Copy out the stretch from the start of the records through the line containing "546], [1107, 578]]", putting "point" wherever "vertex" appears and leaving everything else the same.

[Data listing]
— begin —

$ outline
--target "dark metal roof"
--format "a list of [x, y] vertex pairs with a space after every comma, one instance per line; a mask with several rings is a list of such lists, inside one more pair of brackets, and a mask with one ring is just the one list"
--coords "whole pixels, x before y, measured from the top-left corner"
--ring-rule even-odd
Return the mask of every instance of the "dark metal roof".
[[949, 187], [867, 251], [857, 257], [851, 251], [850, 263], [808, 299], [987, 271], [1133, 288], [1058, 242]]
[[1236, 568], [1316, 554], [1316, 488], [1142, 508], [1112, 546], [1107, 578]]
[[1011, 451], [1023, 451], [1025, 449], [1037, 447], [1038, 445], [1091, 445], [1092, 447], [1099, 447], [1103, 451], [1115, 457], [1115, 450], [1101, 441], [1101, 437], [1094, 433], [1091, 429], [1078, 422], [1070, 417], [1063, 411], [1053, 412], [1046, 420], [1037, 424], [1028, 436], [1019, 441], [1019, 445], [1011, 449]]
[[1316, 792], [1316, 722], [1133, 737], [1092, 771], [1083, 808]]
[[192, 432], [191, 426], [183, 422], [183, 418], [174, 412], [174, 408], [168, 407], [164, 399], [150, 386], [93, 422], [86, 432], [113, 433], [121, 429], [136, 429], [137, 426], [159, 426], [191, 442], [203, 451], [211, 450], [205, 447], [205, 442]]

— end —

» Output:
$ outline
--target "dark metal roof"
--format "a list of [x, y] point pairs with a space after every comma, one instance per line; a mask with several rings is a list of such lists, inside one more pair of brackets, and a mask with one ring is just the one list"
--coords "whole pixels, x before y, measured from the top-left corner"
--ring-rule even-odd
Return the mask of every instance of the "dark metal roof".
[[949, 187], [867, 251], [857, 257], [851, 251], [850, 263], [808, 299], [987, 271], [1133, 288], [1058, 242]]
[[1236, 568], [1316, 554], [1316, 488], [1142, 508], [1112, 546], [1107, 578]]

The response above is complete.